→ Records shown:
## Start
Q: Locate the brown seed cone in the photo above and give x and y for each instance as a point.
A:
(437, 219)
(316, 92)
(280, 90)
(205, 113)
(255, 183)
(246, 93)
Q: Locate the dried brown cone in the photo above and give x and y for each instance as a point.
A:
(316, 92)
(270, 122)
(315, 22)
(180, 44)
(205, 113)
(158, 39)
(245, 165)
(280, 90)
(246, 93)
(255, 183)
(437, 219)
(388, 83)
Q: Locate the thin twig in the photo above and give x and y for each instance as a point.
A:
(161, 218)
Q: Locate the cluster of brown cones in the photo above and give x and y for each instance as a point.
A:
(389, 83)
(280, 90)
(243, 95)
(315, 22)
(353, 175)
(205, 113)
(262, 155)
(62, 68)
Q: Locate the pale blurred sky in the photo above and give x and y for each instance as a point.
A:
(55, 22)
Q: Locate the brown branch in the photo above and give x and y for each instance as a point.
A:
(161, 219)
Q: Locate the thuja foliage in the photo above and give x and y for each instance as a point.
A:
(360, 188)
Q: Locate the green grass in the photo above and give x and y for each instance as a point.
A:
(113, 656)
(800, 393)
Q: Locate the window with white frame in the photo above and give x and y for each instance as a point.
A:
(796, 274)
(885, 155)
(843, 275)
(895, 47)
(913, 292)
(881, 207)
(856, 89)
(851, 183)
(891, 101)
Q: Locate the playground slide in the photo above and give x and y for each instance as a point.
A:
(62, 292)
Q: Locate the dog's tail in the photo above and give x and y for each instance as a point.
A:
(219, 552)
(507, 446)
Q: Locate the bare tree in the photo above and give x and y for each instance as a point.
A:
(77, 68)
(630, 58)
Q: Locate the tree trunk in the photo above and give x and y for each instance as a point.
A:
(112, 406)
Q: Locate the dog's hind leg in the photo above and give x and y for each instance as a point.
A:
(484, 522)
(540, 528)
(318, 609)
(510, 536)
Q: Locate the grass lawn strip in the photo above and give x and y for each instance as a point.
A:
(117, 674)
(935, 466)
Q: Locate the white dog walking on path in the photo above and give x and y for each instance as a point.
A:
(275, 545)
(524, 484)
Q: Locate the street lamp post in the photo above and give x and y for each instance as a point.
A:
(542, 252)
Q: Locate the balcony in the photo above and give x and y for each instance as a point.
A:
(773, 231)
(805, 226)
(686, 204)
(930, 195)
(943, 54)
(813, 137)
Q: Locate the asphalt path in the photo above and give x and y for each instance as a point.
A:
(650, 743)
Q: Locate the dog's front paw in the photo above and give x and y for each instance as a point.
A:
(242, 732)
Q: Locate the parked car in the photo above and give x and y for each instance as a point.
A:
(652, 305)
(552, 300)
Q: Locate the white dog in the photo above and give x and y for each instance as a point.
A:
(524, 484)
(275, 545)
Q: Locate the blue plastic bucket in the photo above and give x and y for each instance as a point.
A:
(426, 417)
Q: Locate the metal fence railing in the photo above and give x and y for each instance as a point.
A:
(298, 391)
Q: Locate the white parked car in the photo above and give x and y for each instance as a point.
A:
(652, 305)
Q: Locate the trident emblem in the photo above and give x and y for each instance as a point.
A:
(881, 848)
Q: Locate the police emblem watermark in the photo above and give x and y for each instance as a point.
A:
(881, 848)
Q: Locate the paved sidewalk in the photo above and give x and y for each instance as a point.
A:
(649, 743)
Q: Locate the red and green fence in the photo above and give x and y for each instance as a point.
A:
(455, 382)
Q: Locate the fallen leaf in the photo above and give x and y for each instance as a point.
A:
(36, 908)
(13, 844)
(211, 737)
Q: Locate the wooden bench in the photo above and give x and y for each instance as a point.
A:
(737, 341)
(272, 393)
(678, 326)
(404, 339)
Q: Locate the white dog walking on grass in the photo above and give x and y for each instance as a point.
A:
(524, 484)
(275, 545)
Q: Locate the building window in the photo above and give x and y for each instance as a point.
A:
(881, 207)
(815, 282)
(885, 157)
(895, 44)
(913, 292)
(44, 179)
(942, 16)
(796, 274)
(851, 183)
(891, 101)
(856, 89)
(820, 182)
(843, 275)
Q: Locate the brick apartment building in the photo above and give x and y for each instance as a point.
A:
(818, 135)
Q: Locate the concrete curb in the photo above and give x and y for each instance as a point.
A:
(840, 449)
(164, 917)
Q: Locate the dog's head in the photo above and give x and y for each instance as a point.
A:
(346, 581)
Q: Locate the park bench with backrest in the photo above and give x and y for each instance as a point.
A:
## End
→ Task directions:
Copy all of the items above verbatim, line for line and in the same order.

→ Solution:
Q: Locate the brown seed cone in the photo above and give x and y for each instance as a point.
A:
(437, 219)
(316, 92)
(280, 90)
(205, 113)
(255, 183)
(246, 93)
Q: Locate the dried brown cone in the photo above and give x and y for each instance as a point.
A:
(316, 92)
(270, 122)
(315, 22)
(180, 44)
(205, 113)
(158, 39)
(245, 165)
(280, 90)
(246, 93)
(255, 183)
(437, 219)
(388, 83)
Q: Locate the thin twig in the photo above and give x and y for each instance as a point.
A:
(161, 218)
Q: Locate the cluster of brown cones in the photo above and give x and y for each instance as a point.
A:
(389, 83)
(280, 90)
(243, 95)
(315, 22)
(353, 175)
(205, 113)
(262, 155)
(62, 68)
Q: Locate the pale blurred sky in the photo above and give x and y for each instance as a point.
A:
(55, 22)
Q: Locate the brown branch in the photo above and give x and y for each instance as a point.
A:
(161, 219)
Q: Locate the thuja foliage in the photo above and give x and y for each instance as a point.
A:
(360, 188)
Q: Locate the green grass in the photo above and give x and y for each instance as a point.
A:
(113, 656)
(800, 393)
Q: Locate the window with white frame in the photo above and give x and y for each instance as a point.
A:
(796, 274)
(885, 155)
(843, 275)
(895, 47)
(913, 292)
(881, 207)
(856, 89)
(851, 183)
(891, 101)
Q: Locate the playground slide in the photo above and give x and y for each instance as a point.
A:
(62, 292)
Q: Locate the dog's tail in the photo above and give x and y for each instance as a point.
A:
(219, 552)
(507, 446)
Q: Locate the bare tree in the photo above and give x and y for each instance as a point.
A:
(77, 68)
(630, 58)
Q: Locate the tree trunk in the photo above and give x and y for each instance as a point.
A:
(112, 406)
Q: Locate the dog's hind leg in the photo above and give x and y for each instance as a point.
A:
(484, 522)
(540, 528)
(318, 609)
(510, 536)
Q: Locate the grass lawn strip in the photo above and give x and y for each instance as a point.
A:
(117, 674)
(935, 466)
Q: Locate the white dog walking on path in the photo above and give x and y for each instance as a point.
A:
(275, 545)
(524, 484)
Q: Locate the street lamp post in the photo above and give x and y for each instance as a point.
A:
(542, 252)
Q: Locate the balcony in the photo above and give x and y for each instance as a point.
A:
(773, 231)
(805, 226)
(686, 204)
(930, 195)
(943, 54)
(813, 137)
Q: Locate the asphalt path in the photo above and give x and y for each instance as a point.
A:
(650, 743)
Q: Locate the dog's front paw in the photo above and give x and y for each instance as a point.
A:
(242, 732)
Q: Locate the parked car in the photo above and give x and y for each instance as a point.
A:
(652, 305)
(552, 300)
Q: Locate the white dog in the photo above and give x and y for each instance as a point.
A:
(524, 484)
(275, 545)
Q: Locate the blue plastic bucket in the photo above and give x and y for each instance as a point.
A:
(426, 417)
Q: Locate the metal fence railing in the photo above and give x and y for each instance as a point.
A:
(298, 391)
Q: Locate the white parked car in the photo above and give x and y for each instance as a point.
A:
(652, 305)
Q: Locate the trident emblem in the photo above and give x and y for each instance as a point.
A:
(881, 848)
Q: Locate the police emblem watermark in the photo above and give x and y for each instance as a point.
A:
(881, 848)
Q: Locate the paved sidewalk in the photo above and give x and y for each instance as a point.
A:
(649, 743)
Q: Locate the red and green fence in the photo above and give x and y for each instance as a point.
A:
(455, 382)
Q: Locate the fallen leaf in the photo above and give x and y for each instance as a point.
A:
(36, 908)
(13, 844)
(211, 737)
Q: Locate the wooden bench in the photo above and give x and y for each instance as a point.
A:
(737, 341)
(272, 393)
(678, 326)
(404, 339)
Q: Locate the white dog walking on grass in the photo above and give x and y for each instance as a point.
A:
(524, 484)
(275, 545)
Q: Locate the building window in the photo above and give x and y for each instance as a point.
A:
(881, 207)
(815, 282)
(885, 157)
(895, 44)
(913, 292)
(44, 179)
(942, 16)
(796, 274)
(851, 183)
(891, 101)
(856, 89)
(820, 182)
(843, 275)
Q: Locate the brick apartment building in the photo above and give x and y for each instance as a point.
A:
(818, 135)
Q: Locate the concrete curb in the photo above and give x and y for each instance as a point.
A:
(840, 449)
(164, 917)
Q: Locate the dog's head in the photo above and give x and y for each instance as a point.
A:
(346, 581)
Q: Locate the park bench with backrest in the photo above and give x and y for each instance as a point.
A:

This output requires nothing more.